▶ STATED PROBLEM:
Pick up the article below about why happiness deserves to be taken seriously, and continue it from its last sentence.

▶ TEXT EXCERPT:
______

15 Apr Happiness is NOT superficial…it’s much more important that you probably realise!
by Dr. Anthony Seldon from The Huffingto Post
Happiness is increasingly being talked about and taken seriously at both national and international levels. A recent, and very encouraging, example was the United Nations International Day of Happiness, which was celebrated for the first time a couple of weeks ago.
Yet there are many commentators who are uncomfortable with all this talk of happiness. Since I introduced happiness classes at my school, Wellington College, seven years ago, we have been assailed on all sides from critics who think that what we are trying to do is shallow, impossible, or misguided. The fact that our academic standards have gone up very significantly year on year is difficult for the critics, but it has not stopped their withering hostility. I wish censorious commentators and academics would admit it: their hatred of happiness and those who try to promote it is a product of their own limited view of life rather than any kind of statement about the possibilities for and entitlement of all human beings.

______

▶ DATASET EXCERPTS:

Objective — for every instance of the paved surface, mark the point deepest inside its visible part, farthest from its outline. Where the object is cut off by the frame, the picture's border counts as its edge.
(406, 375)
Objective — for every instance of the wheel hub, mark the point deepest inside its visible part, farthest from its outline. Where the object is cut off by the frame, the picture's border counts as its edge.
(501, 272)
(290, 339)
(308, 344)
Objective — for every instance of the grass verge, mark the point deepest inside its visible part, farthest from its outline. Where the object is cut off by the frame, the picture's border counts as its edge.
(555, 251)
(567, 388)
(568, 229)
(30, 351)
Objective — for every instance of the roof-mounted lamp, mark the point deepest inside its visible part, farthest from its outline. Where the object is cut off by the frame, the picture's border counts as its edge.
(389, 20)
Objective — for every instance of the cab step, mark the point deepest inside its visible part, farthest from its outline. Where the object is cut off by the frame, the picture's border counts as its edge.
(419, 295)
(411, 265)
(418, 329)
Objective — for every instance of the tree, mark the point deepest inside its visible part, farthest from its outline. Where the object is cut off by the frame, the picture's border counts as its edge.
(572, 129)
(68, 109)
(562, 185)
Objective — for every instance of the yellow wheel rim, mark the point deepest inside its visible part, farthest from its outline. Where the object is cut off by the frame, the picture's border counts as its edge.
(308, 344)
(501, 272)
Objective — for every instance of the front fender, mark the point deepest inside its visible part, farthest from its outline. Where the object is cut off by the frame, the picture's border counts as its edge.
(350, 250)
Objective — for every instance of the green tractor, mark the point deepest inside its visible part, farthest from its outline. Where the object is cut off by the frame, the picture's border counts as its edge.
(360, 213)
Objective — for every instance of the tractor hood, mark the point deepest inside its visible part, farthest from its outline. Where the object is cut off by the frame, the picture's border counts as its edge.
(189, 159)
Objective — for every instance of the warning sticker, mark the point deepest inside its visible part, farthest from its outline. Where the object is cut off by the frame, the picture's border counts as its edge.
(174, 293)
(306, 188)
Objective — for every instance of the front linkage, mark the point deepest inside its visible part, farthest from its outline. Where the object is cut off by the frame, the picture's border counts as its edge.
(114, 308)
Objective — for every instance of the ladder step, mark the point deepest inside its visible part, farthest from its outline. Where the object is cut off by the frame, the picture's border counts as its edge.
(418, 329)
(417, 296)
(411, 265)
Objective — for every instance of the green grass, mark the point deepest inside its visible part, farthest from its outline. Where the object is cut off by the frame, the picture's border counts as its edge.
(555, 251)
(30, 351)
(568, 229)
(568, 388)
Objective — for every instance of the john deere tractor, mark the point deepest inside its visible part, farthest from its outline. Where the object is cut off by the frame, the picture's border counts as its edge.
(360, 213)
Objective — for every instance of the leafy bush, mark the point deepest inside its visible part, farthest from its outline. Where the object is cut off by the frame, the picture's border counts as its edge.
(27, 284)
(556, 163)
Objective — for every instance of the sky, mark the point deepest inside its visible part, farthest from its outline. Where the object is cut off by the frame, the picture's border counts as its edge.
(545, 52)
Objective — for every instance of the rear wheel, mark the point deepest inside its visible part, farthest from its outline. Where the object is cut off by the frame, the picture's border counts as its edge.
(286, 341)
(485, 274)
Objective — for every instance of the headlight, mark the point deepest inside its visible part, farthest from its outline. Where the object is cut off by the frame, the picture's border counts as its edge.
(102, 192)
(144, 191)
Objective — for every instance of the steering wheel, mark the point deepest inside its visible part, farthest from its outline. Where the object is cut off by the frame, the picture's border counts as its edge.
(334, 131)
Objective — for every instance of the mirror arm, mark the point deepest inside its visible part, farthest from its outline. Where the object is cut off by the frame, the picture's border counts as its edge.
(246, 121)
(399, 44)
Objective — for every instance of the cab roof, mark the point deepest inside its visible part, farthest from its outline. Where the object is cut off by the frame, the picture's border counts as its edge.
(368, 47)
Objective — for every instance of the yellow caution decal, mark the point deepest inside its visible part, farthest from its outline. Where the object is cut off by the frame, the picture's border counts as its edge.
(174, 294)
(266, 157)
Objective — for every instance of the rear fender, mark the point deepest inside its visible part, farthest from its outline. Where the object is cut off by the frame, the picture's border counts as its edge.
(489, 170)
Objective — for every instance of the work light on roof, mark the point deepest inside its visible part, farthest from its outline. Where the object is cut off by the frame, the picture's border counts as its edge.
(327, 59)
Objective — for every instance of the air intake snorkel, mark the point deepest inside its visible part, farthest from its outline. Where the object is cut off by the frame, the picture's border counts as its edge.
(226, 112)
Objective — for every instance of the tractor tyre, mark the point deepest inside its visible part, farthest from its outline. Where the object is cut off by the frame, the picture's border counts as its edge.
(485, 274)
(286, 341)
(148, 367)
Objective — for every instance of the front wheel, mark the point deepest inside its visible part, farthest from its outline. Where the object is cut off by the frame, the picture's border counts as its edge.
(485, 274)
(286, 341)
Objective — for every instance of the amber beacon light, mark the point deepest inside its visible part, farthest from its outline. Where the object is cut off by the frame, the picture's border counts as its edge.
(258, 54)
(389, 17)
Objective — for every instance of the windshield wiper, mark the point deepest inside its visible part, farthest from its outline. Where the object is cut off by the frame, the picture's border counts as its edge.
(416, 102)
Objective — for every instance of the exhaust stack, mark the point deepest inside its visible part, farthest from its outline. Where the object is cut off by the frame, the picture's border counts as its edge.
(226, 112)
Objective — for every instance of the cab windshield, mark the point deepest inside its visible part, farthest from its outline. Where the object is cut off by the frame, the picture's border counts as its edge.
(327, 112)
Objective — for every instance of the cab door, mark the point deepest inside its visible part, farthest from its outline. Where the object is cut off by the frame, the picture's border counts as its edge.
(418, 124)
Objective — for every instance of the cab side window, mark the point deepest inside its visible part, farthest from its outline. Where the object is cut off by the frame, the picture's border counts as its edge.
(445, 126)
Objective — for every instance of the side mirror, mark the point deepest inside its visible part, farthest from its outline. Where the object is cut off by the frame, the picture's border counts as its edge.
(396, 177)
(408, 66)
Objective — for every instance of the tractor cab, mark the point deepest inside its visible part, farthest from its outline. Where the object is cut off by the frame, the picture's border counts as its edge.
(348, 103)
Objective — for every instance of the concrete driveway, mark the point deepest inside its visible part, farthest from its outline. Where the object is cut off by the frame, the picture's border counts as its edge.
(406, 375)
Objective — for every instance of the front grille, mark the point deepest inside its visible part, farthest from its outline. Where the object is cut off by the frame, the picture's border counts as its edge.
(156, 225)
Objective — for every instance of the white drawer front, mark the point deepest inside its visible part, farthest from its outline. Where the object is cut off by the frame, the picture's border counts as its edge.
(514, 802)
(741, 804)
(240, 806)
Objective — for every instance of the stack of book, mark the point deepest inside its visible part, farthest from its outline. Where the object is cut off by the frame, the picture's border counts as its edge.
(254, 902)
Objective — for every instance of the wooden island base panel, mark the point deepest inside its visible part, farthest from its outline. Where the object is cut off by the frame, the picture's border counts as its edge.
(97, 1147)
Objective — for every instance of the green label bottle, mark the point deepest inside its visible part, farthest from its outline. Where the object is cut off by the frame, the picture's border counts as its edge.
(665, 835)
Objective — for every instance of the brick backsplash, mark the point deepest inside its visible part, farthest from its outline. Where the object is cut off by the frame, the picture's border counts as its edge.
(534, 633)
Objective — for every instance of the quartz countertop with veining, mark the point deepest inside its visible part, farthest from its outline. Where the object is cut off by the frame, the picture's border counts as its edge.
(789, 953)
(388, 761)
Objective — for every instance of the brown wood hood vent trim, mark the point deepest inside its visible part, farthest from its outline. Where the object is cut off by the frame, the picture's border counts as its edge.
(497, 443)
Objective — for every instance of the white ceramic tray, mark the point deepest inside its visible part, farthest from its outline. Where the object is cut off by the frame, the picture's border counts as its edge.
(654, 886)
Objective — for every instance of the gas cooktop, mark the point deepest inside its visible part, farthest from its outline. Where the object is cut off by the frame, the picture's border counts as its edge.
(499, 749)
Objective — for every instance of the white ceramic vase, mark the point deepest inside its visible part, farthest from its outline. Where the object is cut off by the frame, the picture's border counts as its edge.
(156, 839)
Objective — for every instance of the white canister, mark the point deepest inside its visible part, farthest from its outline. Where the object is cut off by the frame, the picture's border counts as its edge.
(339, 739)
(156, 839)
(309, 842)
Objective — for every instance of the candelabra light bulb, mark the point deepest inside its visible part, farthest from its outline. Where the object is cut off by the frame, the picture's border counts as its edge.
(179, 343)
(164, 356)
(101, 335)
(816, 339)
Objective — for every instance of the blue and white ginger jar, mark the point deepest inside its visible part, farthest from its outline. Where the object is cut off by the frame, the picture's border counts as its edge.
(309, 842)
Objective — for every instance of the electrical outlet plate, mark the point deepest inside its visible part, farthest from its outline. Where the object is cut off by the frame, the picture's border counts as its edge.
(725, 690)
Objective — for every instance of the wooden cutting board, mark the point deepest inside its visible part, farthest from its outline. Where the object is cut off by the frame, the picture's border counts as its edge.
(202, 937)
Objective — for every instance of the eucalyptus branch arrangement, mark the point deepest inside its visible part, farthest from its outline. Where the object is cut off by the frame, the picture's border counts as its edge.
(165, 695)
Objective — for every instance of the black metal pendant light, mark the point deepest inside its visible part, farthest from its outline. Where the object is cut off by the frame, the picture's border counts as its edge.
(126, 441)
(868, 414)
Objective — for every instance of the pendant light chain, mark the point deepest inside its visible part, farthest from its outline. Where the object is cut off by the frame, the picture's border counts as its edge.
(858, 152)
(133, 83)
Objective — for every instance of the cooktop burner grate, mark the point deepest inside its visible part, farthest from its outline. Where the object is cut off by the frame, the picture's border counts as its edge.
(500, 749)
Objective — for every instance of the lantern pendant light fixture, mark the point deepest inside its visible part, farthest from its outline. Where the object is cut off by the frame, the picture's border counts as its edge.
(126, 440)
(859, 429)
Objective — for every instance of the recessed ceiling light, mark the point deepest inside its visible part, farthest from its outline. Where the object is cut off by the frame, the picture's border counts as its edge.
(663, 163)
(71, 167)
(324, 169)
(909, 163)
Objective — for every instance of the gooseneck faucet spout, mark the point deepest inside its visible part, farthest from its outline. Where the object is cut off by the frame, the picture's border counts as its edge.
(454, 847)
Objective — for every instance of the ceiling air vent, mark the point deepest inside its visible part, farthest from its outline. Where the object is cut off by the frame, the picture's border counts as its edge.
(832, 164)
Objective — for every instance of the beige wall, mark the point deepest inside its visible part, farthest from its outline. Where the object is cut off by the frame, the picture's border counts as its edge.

______

▶ THE RESPONSE:
So let me be clear that what I am trying to do as the head of my school is to maximise the chances for deepest happiness on the part of my students. Such happiness is achieved through fulfilment, through hard work and through leading a virtuous life. Politicians, administrators and educationalists who are shaping schools around the world are profoundly wrong in believing that exam success is the only metric of value. We are developing generations of dysfunctional and misguided products from our exam factory system.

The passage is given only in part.